Apply what you read>
(1) Using the passage on Manu Tuiasosopo, answer the following:
(a) Which team selected him in the 1979 NFL draft, and with which overall pick?
(b) By what score did the Raiders win the AFC Championship against Seattle?
(c) For which high school does he currently coach the defensive line?
(2) From the passage on Manu Tuiasosopo, extract word for word the text from "Tuiasosopo was traded" to "College World Series.".
━━━━━ Passage shown ━━━━━
Personal information
- Born: August 30, 1957 (age 68) Los Angeles, California, U.S.
- Listed height: 6 ft 3 in (1.91 m)
- Listed weight: 255 lb (116 kg)

Career information
- High school: St. Anthony (Long Beach, California)
- College: UCLA
- NFL draft: 1979: 1st round, 18th overall pick

Career history
- Seattle Seahawks (1979–1983); San Francisco 49ers (1984–1986);

Awards and highlights
- Super Bowl champion (XIX); PFWA All-Rookie Team (1979); 2× Second-team All-American (1977, 1978); 3× First-team All-Pac-10 (1976, 1977, 1978);

Career NFL statistics
- Sacks: 27
- Fumble recoveries: 7
- Interceptions: 1
- Stats at Pro Football Reference

= Manu Tuiasosopo =

American football player (born 1957)

Manu'ula Asovalu Tuiasosopo (born August 30, 1957) is an American former professional football player who was a defensive tackle in the National Football League (NFL) for eight seasons. He played college football at UCLA and was the 18th overall pick of the 1979 NFL draft, selected by the Seattle Seahawks.

In his fifth and final season in Seattle in 1983, the Seahawks made their first-ever postseason appearance and won two playoff games. They advanced to the AFC Championship, on the road against the Los Angeles Raiders, a divisional rival whom Seattle had swept during the regular season; the Raiders won 30–14.

Tuiasosopo was traded in April 1984 (for two draft choices) to the San Francisco 49ers, who won Super Bowl XIX in January 1985. He played with the 49ers for three years, through the 1986 season.

==Post-football==
Tuiasosopo was last employed by the Alaska Airlines cargo department in Seattle. He currently coaches the defensive line for Monroe High School in Monroe, Washington.

==Personal life==
Tuiasosopo is the father of former NFL quarterback, Marques, and running back, Zach. His son Matt was a utility player in Major League Baseball and is the former third base coach of the Atlanta Braves. He also has two daughters, Leslie, the University of Washington volleyball coach, and Ashley, who played outfield for the University of Washington softball team that won the 2009 NCAA Women's College World Series.

His cousins are actor Navy, also a former football player, and Mike, a defensive coach at Kansas State University. Mike is the father of Lanea, who won Scholar-Athlete of the Year in 2019 at UCLA for her athletic performance on the women's crew team.
━━━━━ Provided material ━━━━━
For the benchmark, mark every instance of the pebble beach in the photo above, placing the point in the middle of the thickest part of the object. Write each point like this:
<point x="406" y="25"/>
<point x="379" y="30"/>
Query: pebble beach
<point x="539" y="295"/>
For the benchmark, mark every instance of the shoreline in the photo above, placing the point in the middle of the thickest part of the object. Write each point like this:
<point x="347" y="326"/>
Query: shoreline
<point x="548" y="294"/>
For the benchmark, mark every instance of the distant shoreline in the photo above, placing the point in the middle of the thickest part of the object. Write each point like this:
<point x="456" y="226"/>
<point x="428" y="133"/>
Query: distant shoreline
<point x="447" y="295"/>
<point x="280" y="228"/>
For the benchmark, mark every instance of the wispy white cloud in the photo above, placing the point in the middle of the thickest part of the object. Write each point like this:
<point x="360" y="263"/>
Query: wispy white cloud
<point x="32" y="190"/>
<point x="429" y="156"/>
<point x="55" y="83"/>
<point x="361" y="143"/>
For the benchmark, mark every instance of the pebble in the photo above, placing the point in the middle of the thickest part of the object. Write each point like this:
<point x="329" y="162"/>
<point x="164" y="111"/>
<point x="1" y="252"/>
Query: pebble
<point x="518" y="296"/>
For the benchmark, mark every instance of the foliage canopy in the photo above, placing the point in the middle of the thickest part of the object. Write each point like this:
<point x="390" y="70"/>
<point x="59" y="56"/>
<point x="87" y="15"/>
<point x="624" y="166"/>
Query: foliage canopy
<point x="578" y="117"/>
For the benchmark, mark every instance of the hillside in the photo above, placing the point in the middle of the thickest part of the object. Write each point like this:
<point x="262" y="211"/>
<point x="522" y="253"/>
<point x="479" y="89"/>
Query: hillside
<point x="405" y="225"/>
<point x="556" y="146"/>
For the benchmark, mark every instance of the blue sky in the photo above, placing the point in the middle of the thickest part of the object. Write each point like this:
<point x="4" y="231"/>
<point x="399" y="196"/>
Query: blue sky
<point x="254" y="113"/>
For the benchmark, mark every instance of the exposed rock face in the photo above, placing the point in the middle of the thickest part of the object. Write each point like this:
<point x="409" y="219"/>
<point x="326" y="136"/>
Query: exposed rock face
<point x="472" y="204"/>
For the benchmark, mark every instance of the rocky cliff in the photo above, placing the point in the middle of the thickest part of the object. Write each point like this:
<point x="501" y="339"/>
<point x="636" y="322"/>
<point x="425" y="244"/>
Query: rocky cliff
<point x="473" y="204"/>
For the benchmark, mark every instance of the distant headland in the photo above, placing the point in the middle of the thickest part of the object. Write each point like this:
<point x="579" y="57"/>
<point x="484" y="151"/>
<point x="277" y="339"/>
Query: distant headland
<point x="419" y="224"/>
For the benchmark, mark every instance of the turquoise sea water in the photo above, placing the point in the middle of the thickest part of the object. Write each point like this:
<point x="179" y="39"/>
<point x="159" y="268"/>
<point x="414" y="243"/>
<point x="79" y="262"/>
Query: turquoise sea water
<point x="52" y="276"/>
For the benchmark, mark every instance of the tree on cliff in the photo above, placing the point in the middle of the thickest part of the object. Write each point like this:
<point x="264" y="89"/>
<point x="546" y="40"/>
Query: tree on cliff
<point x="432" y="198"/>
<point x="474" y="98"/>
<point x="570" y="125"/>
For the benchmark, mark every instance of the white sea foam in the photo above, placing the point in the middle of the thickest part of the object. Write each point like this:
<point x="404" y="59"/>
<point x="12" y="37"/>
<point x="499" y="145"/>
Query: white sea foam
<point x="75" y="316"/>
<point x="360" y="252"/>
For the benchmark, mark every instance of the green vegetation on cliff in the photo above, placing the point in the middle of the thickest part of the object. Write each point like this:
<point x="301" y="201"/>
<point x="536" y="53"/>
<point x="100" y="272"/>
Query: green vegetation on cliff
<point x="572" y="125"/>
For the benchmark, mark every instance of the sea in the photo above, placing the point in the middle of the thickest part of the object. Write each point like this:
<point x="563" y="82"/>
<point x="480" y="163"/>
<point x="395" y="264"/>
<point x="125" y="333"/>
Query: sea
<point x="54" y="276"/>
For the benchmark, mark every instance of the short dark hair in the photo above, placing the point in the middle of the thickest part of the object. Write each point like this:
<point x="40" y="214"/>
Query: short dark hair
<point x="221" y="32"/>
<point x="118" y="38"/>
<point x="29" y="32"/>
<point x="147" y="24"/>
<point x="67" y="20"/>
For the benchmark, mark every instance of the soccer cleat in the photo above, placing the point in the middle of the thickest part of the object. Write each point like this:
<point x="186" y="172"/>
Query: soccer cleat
━━━━━
━━━━━ Provided material ━━━━━
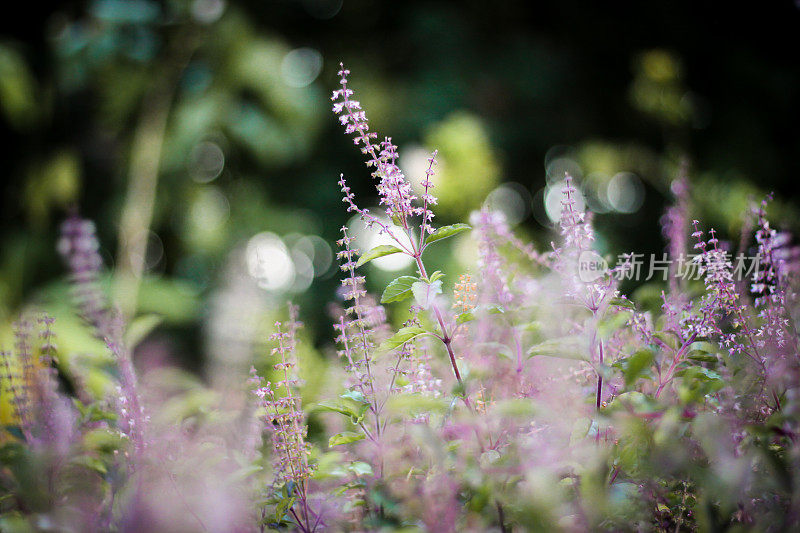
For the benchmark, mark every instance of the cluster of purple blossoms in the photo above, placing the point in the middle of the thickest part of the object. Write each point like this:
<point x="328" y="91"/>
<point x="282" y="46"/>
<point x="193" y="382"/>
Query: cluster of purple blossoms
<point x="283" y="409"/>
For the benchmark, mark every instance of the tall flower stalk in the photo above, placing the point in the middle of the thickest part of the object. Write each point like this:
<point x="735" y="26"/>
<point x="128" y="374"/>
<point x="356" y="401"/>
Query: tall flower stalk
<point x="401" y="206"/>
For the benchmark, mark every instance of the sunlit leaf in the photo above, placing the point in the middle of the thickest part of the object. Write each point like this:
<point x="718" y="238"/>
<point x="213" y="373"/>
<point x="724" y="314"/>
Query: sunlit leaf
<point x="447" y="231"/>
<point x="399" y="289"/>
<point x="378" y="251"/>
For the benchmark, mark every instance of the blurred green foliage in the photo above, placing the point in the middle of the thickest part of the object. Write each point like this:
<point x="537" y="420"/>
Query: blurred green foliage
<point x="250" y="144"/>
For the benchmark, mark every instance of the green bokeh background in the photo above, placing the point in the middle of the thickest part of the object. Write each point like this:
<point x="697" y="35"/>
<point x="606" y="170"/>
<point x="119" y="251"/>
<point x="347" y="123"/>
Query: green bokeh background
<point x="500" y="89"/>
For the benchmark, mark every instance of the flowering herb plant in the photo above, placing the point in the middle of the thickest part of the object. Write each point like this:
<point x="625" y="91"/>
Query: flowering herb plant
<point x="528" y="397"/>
━━━━━
Per-task answers>
(1)
(a) The Seattle Seahawks, with the 18th overall pick.
(b) 30–14.
(c) Monroe High School in Monroe, Washington.

(2)
Tuiasosopo was traded in April 1984 (for two draft choices) to the San Francisco 49ers, who won Super Bowl XIX in January 1985. He played with the 49ers for three years, through the 1986 season.

==Post-football==
Tuiasosopo was last employed by the Alaska Airlines cargo department in Seattle. He currently coaches the defensive line for Monroe High School in Monroe, Washington.

==Personal life==
Tuiasosopo is the father of former NFL quarterback, Marques, and running back, Zach. His son Matt was a utility player in Major League Baseball and is the former third base coach of the Atlanta Braves. He also has two daughters, Leslie, the University of Washington volleyball coach, and Ashley, who played outfield for the University of Washington softball team that won the 2009 NCAA Women's College World Series.